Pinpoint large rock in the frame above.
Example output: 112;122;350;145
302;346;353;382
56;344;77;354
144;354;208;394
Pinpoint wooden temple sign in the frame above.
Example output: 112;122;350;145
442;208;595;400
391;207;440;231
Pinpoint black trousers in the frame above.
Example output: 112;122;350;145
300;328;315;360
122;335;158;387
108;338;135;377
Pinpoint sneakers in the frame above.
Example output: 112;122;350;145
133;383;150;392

========

» **Description of the task**:
Put all of the data above into a two-column CSV with the headers input and output. Each row should pair one text with its answer, with each field in double quotes and every line break replaced by a space.

» **Exercise answer**:
input,output
"Pinpoint large rock in the frame above. Example output: 112;122;350;145","302;346;353;382 56;344;77;354 144;354;208;394"
"Pinpoint wooden temple sign in the frame above. Example output: 112;122;350;145","442;208;595;400 391;207;440;231"
"Pinpoint black trousers in the frame above. Example output: 112;122;350;145","300;328;315;360 122;335;158;387 108;338;135;377"
"Pinpoint sneakers in the frame above. Example output: 112;122;350;145","133;383;150;392"